#### Written request 1:
Copy out the entries below word for word, starting at the line containing "Reviewer note: every instance of the red chair" and ending at the line containing "pixel 731 1210", including both of those lines.

• • •

Q: You’re sort of the “normal” one in the office. Does working at JJK ever get to be too much for you?
A: I knew what I was getting into when I first started working here. It’s always been crazy. Anywhere you work, you’re going to have some level of craziness, so I’ve always been able to handle it and accept it.
Q: What’s the response to the show been like for you?
A: Where I go to do my banking, one of the tellers was like, “I saw you on E! the other night!” That’s sort of odd because I just want to deposit a check. And everybody wants to ask you a bunch of questions and knows who you are. It’s a weird kind of feeling.
Q: What would you say was the most shocking moment from Season 1?
A: I don’t know if anything was shocking for me, but I’m sure it was shocking for other people. [Laughs] I guess the degree and level of detail of how Irwin used the poop stick. I was surprised they were able to go into that much detail.
Q: What do you do in your time off from JJK Security?

• • •

#### Written request 2:
In the interview about working at JJK Security, what did the speaker want to do at the bank when a teller said they had been seen on E!?

• • •

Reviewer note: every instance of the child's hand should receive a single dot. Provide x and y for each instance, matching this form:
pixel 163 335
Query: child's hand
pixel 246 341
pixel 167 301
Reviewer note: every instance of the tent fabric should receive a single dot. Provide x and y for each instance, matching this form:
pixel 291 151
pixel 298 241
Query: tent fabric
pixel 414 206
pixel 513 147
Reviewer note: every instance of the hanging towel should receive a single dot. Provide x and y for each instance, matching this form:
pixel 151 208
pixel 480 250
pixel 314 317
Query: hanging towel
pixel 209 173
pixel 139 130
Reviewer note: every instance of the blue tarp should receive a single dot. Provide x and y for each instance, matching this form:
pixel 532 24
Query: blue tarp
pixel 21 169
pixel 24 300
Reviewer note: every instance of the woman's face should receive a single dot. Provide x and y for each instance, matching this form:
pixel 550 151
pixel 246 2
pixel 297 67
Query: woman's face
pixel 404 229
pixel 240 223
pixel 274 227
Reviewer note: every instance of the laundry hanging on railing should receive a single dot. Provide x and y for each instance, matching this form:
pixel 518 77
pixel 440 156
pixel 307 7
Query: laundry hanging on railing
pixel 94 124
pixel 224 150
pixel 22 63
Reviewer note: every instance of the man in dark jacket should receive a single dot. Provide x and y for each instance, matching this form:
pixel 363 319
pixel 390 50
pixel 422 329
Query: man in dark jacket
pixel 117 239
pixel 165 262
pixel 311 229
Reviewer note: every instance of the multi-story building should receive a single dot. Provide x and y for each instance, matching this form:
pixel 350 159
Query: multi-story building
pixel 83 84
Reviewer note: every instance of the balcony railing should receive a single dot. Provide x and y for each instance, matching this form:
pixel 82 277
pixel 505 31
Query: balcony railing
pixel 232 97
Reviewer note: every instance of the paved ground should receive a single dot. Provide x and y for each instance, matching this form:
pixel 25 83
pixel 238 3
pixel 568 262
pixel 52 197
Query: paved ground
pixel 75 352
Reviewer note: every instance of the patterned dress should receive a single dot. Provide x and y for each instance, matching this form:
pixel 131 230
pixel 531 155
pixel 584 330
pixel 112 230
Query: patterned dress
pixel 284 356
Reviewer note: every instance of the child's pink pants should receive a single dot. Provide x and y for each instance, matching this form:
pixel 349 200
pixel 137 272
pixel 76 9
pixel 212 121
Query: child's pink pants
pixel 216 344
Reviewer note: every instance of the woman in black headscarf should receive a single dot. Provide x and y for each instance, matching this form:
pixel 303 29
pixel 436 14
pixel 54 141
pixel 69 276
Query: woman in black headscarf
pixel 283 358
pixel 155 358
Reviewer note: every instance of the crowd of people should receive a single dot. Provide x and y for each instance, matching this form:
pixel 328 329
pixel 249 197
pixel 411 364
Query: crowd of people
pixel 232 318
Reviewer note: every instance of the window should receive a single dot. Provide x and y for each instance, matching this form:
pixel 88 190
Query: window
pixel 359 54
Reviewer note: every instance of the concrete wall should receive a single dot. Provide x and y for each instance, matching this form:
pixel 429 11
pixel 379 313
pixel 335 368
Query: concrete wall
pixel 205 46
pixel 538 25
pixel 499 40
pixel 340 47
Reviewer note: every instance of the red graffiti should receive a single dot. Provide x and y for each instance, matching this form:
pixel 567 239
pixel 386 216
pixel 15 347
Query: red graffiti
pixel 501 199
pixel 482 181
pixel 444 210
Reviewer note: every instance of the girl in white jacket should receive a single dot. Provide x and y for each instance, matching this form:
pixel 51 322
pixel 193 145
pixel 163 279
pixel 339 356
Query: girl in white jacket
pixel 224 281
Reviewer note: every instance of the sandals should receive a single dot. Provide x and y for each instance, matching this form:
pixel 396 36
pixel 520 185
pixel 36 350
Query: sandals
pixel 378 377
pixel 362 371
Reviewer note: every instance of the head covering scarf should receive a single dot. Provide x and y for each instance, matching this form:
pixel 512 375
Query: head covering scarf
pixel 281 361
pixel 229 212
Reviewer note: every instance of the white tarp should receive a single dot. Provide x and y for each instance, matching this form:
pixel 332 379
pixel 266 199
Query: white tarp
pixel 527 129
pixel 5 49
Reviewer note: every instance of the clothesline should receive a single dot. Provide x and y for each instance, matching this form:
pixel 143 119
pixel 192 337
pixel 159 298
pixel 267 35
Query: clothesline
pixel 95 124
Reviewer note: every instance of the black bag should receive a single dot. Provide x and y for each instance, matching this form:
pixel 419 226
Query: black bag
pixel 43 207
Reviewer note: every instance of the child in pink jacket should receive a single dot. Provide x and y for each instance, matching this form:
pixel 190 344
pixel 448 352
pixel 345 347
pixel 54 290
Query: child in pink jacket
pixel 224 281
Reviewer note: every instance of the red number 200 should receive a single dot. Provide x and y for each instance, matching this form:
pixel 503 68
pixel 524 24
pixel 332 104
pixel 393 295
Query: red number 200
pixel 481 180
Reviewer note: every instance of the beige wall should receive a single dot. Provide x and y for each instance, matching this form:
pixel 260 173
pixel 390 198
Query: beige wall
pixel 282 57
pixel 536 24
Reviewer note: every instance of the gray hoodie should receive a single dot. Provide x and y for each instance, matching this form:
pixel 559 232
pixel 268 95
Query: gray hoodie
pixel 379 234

• • •

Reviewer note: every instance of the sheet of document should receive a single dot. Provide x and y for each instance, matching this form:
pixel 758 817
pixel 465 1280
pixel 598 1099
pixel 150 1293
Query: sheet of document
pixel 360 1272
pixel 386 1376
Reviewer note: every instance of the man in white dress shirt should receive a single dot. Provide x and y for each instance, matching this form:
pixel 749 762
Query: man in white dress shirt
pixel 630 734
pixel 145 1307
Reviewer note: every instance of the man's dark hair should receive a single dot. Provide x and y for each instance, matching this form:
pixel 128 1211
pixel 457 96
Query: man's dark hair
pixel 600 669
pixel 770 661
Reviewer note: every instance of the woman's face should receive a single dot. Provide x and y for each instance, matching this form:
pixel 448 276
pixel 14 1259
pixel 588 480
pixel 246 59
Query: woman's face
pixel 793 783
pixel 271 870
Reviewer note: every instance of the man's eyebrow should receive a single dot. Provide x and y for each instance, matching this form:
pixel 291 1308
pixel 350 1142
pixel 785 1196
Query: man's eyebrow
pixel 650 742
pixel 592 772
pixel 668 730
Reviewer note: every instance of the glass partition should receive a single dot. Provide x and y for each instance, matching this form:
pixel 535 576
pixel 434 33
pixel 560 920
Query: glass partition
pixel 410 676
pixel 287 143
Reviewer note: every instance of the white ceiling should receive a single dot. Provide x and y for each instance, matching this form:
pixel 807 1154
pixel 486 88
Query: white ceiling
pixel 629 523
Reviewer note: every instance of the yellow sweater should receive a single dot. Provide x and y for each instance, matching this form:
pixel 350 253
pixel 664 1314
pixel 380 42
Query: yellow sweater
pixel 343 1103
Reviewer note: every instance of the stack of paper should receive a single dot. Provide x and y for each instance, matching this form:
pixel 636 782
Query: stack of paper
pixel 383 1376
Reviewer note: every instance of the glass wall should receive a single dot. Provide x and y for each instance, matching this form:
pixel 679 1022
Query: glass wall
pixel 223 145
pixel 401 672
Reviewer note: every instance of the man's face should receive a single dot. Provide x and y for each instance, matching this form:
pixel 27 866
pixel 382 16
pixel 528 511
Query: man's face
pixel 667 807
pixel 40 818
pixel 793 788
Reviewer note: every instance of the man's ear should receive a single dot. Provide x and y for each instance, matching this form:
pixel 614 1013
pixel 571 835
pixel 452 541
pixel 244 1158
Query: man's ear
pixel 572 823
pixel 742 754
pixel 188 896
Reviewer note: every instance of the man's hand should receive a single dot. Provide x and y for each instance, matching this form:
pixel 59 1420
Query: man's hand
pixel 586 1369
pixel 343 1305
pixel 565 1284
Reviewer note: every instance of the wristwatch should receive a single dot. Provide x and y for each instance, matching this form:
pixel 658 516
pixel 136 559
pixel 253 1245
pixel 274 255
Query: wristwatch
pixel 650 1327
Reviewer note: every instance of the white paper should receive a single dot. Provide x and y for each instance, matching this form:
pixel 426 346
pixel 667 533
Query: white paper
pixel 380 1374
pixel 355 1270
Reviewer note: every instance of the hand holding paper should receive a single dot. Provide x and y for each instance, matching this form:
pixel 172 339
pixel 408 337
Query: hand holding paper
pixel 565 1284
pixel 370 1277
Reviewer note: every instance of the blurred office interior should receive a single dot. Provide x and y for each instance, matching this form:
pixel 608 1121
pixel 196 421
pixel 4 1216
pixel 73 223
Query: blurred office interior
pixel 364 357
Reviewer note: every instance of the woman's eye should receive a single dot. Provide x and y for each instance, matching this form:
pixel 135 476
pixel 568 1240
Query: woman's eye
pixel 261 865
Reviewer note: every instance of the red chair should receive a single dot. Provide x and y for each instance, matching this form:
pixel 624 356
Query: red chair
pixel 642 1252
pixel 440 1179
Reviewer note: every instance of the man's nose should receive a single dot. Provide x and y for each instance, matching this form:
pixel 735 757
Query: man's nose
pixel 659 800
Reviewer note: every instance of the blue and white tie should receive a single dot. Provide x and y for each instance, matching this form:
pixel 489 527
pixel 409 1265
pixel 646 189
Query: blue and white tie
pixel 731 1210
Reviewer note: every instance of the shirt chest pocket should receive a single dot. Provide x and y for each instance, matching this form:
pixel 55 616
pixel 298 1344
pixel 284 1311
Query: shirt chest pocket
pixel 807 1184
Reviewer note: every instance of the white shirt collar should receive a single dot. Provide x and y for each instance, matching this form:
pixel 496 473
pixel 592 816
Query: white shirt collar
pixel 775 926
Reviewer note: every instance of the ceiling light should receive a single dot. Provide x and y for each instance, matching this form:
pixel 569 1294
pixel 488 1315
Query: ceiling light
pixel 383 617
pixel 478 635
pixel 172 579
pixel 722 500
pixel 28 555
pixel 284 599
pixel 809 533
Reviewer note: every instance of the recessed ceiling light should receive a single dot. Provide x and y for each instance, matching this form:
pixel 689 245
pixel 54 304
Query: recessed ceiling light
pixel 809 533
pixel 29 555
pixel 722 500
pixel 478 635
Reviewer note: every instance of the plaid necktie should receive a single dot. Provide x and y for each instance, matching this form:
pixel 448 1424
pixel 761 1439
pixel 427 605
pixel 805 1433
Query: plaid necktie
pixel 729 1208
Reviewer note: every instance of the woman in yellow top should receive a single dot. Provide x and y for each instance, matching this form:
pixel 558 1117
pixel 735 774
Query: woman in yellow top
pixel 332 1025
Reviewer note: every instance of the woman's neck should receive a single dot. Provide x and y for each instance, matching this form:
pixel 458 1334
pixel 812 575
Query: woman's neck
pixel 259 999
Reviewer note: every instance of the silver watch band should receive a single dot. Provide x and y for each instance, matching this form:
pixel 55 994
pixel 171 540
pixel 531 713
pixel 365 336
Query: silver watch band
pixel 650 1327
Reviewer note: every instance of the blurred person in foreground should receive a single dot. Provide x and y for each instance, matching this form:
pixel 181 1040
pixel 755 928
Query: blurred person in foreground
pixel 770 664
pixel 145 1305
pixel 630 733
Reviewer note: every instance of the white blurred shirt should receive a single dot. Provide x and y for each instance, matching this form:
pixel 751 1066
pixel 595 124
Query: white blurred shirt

• • •

#### Solution 1:
Reviewer note: every instance of the red chair should receive a single dot. Provide x and y for each instance, matching this form:
pixel 624 356
Query: red chair
pixel 642 1252
pixel 440 1179
Reviewer note: every instance of the man's nose should receive a single dot. Provide x and y for each instance, matching this form:
pixel 735 757
Query: man's nose
pixel 659 800
Reviewer note: every instance of the blue and white tie should receive a single dot. Provide x and y for each instance, matching this form:
pixel 489 527
pixel 409 1265
pixel 646 189
Query: blue and white tie
pixel 731 1210

#### Solution 2:
Deposit a check.